# Tasks to complete
**A.** Answer these about the article on NAFDAC and breast milk substitutes, one line each:
(i) In what year did the World Health Assembly adopt the International Code of Marketing of Breast Milk Substitutes?
(ii) Who represented Adeyeye at the workshop?
(iii) What foundation funded the workshop?
**B.** Please extend the article on NAFDAC and breast milk substitutes with a few more paragraphs, picking up after its final sentence.

# Source document
● ● ● ● ●

By Vivian Ihechu
Lagos – The National Agency for Food and Drug Administration and Control (NAFDAC) has called for compliance to the Marketing Breast Milk Substitutes (BMS) Code, saying it is affecting infant nutrition.
Prof. Mojishola Adeyeye, the Director-General of NAFDAC, made the call at a day sensitisation workshop in Lagos, on “Compliance with the International Code of Marketing of Breast Milk Substitutes’’.
Adeyeye said that this would protect optimal infant and young child feeding through promotion, protection and support for exclusive breastfeeding.
The workshop was organised by Fhi360- Alive and Thrive Team, funded by Bill and Melinda Gates Foundation.
Adeyeye said: “The importance of appropriate infant and young child feeding and its resultant effect on national economic development cannot be overemphasised.
“However, there are various challenges hampering its actualisation.
“One of such challenges is the continued violation of the International Code of Marketing of Breastmilk Substitutes (BMS) and national regulations by manufacturers of BMS products.
“The knowledge and lack of awareness of stakeholders including the media, has also contributed to the gravity of violations currently being practised in Nigeria.
“This has necessitated the need for the regulatory agency in collaboration with relevant partners to aggressively address this unpleasant situation through interventions including effective sensitisation of all stakeholders.’’
“For better code compliance, it is essential to note that the International Code of Marketing of Breast Milk Substitutes was adopted by the World Health Assembly in 1981 (WHA 34.22; 1981).’’
Adeyeye, represented by Eva Edwards, a Deputy Director in NAFDAC, said by the provisions of Act 22 of 1999, NAFDAC was specifically designated as the Regulatory Agency concerned with Code implementation, enforcement and monitoring in Nigeria.
Commenting, Patricia Monwuba, a retired Deputy Director of NAFDAC, said that breastfeeding was the natural and normal way to provide optimal nutritional, immunological and emotional nurturing for the growth and development of infants.
“No artificial baby milk is the same as breastmilk in terms of nutrients, enzymes, growth factors, hormones, immunological and anti-inflammatory properties or in infant growth and development outcomes.
“Breastfeeding also contributes to women’s health by reducing the risk of breast and ovarian cancers, and it also helps to increase the spacing between pregnancies.
“ Breastfeeding provides social and economic benefits to the family and the nation,’’ Monwuba said.
On the Summary of the Code Provisions, she said that there should be no advertising of any of these products to the public.
Monwuba said: “No free samples to mothers; No promotion of products in healthcare facilities including the distribution of free or low-cost supplies.

● ● ● ● ●

# Entries supplied
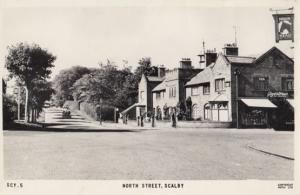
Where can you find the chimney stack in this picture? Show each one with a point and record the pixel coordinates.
(208, 57)
(185, 63)
(161, 71)
(231, 50)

● ● ● ● ●

# Responses to the tasks
**A.**
(i) 1981
(ii) Eva Edwards, a Deputy Director in NAFDAC
(iii) Bill and Melinda Gates Foundation

**B.**
“No company sales representatives to advise mothers; No gifts or personal samples to health workers; No words or pictures idealising artificial feeding or pictures of infants on labels of infant milk containers.’’
According to her, information to health workers should be scientific and factual.
“Also, all information on artificial infant feeding, including ones on labels should explain the benefits of breastfeeding and the costs and hazards associated with artificial feeding.
“Unsuitable products, such as sweetened condensed milk should not be promoted for babies.
“Manufacturers and distributors should comply with the Code’s provisions even if countries have not adopted laws or other measures,’’ she said.
Also, Mrs Ummulkhairi Bobboi, the Assistant Director, NAFDAC, said that there were penalties to the violation of the code in line with a reviewed Resolution by the WHA.
“It says that a person who contravenes any provision of these Regulations is guilty of an offence and liable on conviction with warning letters for first offenders.
“Some other fines include seizure of offending articles for destruction, administrative fines, closure of business premises, prosecution of recalcitrant offenders, leading to fines from N150,000 – N2,000,000 and jail term not exceeding 6 months, as appropriate,’’ Bobboi said.
In his remarks, the Head of Nutrition, Federal Ministry of Health, Dr Chris Isokpunwu, called for workplaces to adopt the national policy on maternity/paternity entitlement.
Isokpunwu, represented by Mrs Thompson Chimay, said that this could be achieved by establishing crèches/breastfeeding corner for working mothers and creating conducive and flexible free working hours for breastfeeding mothers and caregivers.
He said that this would ensure optimal Maternal Infant and Young Child Nutrition and Family planning (MIYCN).
On the health and economic benefits of optimal breastfeeding, Abdulsalam Ozigis, the Deputy Director, Food System and Applied Nutrition, NAFDAC, said that it would prevent no fewer than 103,742 infant deaths.